Required work:
A - Change "plateaued" to "leveled off" in the passage on staph infections, and give the text starting at "Hospital-acquired MRSA bloodstream" and ending at "to begin with.".
B - Answer these questions from the passage on staph infections:
(i) Up to what share of bloodstream cases develop metastatic infection?
(ii) What mortality rate does MRSA carry for bloodstream infections that develop in the hospital?
(iii) Which two drug families are commonly prescribed for skin infections that need oral antibiotics?

++++ Passage shown

Once in the blood, staph bacteria can seed infections in distant organs. Up to 40% of bloodstream cases develop what’s called metastatic infection, where the bacteria settle in a new location. This can cause vertebral bone infections (often felt as worsening back pain), infected heart valves (endocarditis), joint infections, or abscesses in the kidneys or spleen. Warning signs of a bloodstream infection include persistent high fever, sweats, new joint or back pain, and feeling severely ill in a way that’s clearly different from a localized skin problem.

Toxic shock syndrome is another rare but dangerous complication. It occurs when staph bacteria produce a toxin that triggers a body-wide inflammatory response. Symptoms come on suddenly and include high fever, a widespread sunburn-like rash, a dangerous drop in blood pressure, vomiting or diarrhea, and confusion. This is a medical emergency.

MRSA vs. Regular Staph

You’ve likely heard of MRSA, which stands for methicillin-resistant Staphylococcus aureus. The key difference is that MRSA strains have developed resistance to an entire class of commonly used antibiotics, making them harder to treat. Standard staph (sometimes called MSSA, for methicillin-susceptible) responds to a wider range of medications.

Hospital-acquired MRSA bloodstream infections have been declining over the past decade, dropping about 7% per year in recent tracking periods. Community-acquired MRSA rates have plateaued. Meanwhile, standard staph infections picked up outside hospitals have been slowly increasing, about 4% per year. MSSA now causes roughly half of all healthcare-associated staph infections, a reminder that antibiotic-susceptible strains still cause plenty of serious illness.

Mortality rates reflect where and how the infection is acquired. For bloodstream infections that develop in the hospital, MRSA carries about a 29% mortality rate and MSSA about 24%. For infections that start in the community, those numbers drop to 18% and 14%, respectively. The higher hospital rates partly reflect the fact that hospitalized patients tend to be sicker to begin with.

How Staph Infections Are Treated

Treatment depends entirely on the severity of the infection. For minor skin infections like folliculitis, washing the area and applying a topical antibiotic ointment may be sufficient. Warm compresses can help draw pus to the surface of a small boil and encourage it to drain on its own.

Larger or deeper abscesses often need to be drained by a healthcare provider, who makes a small incision to release the pus. This drainage is sometimes the most important part of treatment, even more so than the antibiotics that typically follow. For skin infections that need oral antibiotics, commonly prescribed options include drugs in the cephalosporin or tetracycline families. If MRSA is suspected or confirmed, the antibiotic choice narrows to the drugs that resistant strains still respond to.

++++++++
++++ Dataset records

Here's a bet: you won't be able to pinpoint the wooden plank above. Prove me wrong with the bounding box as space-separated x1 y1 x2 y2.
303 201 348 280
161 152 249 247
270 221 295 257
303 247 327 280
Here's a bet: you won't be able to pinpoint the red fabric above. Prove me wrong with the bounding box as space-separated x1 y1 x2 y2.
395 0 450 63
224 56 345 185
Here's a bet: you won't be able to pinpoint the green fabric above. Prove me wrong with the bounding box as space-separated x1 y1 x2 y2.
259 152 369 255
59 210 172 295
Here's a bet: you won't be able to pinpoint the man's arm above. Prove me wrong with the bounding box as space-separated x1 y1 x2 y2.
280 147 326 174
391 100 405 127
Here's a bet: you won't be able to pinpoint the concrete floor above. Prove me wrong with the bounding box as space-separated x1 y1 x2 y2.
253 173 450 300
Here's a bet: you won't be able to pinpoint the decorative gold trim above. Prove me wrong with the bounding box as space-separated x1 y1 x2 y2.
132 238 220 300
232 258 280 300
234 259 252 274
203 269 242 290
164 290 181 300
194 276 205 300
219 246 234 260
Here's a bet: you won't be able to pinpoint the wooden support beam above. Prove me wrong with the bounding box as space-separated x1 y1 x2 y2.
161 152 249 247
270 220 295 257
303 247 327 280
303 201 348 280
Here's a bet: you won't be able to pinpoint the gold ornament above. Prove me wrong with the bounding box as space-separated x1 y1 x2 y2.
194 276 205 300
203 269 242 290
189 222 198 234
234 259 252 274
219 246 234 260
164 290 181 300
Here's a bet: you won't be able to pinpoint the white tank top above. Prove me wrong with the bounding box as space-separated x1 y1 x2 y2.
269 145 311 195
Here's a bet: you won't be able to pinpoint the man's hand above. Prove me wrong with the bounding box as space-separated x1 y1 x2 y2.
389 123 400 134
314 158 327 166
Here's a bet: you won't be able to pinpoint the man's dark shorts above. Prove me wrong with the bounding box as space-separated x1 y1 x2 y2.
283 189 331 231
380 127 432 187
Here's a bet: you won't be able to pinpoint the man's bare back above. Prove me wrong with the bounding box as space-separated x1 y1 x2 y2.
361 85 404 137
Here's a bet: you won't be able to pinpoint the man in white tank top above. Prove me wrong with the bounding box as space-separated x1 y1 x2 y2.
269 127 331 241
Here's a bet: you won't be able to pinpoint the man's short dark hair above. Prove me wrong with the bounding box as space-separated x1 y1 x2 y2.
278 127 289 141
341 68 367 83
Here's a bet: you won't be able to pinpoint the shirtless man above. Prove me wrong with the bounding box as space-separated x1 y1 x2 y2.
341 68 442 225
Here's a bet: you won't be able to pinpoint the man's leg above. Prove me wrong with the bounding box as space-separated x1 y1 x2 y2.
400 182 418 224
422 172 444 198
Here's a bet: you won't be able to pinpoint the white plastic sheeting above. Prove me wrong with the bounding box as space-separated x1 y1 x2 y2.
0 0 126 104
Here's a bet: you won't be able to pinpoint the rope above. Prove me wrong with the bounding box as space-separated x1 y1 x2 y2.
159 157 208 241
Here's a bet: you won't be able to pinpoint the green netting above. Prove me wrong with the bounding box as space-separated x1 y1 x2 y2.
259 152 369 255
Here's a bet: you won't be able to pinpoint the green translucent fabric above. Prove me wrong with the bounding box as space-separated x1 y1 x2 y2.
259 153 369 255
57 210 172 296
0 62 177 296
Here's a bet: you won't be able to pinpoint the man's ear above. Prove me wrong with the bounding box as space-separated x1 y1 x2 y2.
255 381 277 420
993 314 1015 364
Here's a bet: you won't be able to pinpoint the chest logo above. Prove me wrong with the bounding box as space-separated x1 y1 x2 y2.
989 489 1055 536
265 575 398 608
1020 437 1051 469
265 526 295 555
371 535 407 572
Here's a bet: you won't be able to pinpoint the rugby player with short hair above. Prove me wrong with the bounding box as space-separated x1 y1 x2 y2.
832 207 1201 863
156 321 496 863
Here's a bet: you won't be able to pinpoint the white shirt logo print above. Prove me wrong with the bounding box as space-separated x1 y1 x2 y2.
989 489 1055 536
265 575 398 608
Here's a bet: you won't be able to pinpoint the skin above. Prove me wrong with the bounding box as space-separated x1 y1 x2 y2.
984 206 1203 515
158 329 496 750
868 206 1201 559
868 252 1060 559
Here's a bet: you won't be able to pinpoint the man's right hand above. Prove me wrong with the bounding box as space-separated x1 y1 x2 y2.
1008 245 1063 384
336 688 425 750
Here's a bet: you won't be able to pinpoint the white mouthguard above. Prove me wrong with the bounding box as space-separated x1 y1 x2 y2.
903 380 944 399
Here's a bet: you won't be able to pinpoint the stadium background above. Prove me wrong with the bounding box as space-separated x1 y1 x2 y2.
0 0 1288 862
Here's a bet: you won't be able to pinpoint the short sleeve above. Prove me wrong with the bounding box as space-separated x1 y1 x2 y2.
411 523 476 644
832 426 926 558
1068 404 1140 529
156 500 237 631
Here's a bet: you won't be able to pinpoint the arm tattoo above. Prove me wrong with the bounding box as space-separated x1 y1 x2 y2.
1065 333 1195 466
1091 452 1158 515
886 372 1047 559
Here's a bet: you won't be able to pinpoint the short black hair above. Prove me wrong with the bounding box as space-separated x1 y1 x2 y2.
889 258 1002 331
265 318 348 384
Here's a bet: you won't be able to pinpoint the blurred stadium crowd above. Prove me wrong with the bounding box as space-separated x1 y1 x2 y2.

++++++++

Exercise answers:
A -
Hospital-acquired MRSA bloodstream infections have been declining over the past decade, dropping about 7% per year in recent tracking periods. Community-acquired MRSA rates have leveled off. Meanwhile, standard staph infections picked up outside hospitals have been slowly increasing, about 4% per year. MSSA now causes roughly half of all healthcare-associated staph infections, a reminder that antibiotic-susceptible strains still cause plenty of serious illness.

Mortality rates reflect where and how the infection is acquired. For bloodstream infections that develop in the hospital, MRSA carries about a 29% mortality rate and MSSA about 24%. For infections that start in the community, those numbers drop to 18% and 14%, respectively. The higher hospital rates partly reflect the fact that hospitalized patients tend to be sicker to begin with.

B -
(i) Up to 40%
(ii) About 29%
(iii) Cephalosporin and tetracycline